• TASK PROMPT: Repeat every line of the data exactly, but not the pictures.

********************

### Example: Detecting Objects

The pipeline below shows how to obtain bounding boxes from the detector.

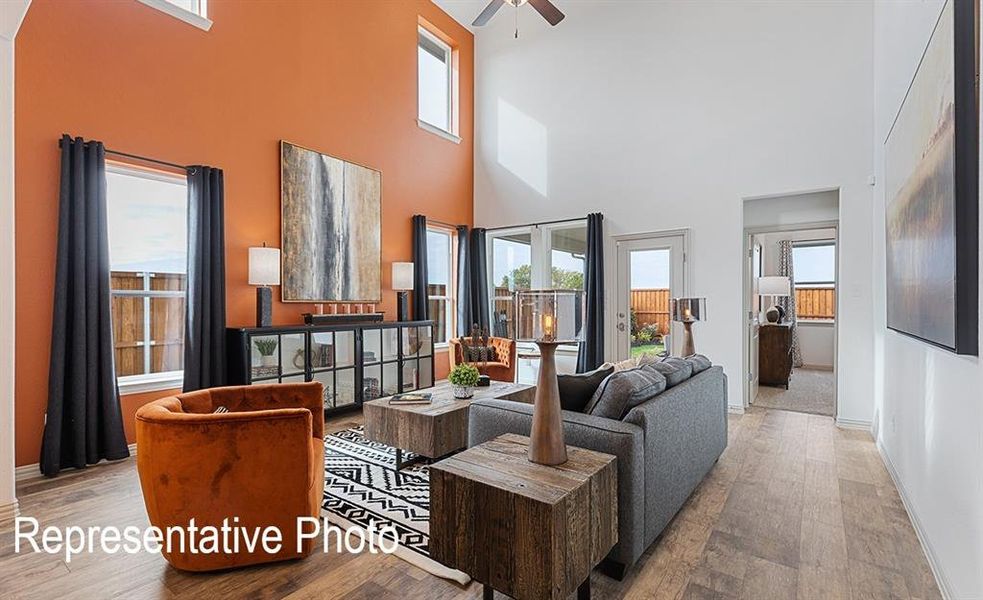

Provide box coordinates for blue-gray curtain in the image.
[577,213,604,373]
[40,135,130,476]
[413,215,430,321]
[457,225,473,337]
[469,227,497,335]
[184,166,225,392]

********************

• THE COMPLETED TASK:
### Example: Detecting Objects

The pipeline below shows how to obtain bounding boxes from the detector.


Provide box coordinates for blue-gray curtain in the image.
[577,213,604,373]
[40,135,130,476]
[413,215,430,321]
[457,225,473,337]
[469,227,497,335]
[184,166,225,392]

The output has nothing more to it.